**Task description**
Nothing in the data may be changed; retype all of it.

(Items from a data source)
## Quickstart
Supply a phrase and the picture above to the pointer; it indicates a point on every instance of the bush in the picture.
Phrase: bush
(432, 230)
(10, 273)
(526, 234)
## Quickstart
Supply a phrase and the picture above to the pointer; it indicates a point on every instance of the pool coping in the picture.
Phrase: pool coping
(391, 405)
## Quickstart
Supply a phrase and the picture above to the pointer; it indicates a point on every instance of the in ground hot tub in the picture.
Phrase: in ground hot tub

**Reply**
## Quickstart
Supply a phrase and the picture above to the pointer; it indicates a point on every instance of the bush in the picture.
Phrase: bush
(432, 230)
(10, 273)
(526, 234)
## Quickstart
Supply a phrase and the picture above to the pointer; it indicates a point on every instance of the pool coping in the picture.
Phrase: pool coping
(391, 405)
## Quickstart
Supply a phrase and the picture above to the pointer; it indicates a point on every instance of the in ground hot tub in the picture.
Phrase: in ground hot tub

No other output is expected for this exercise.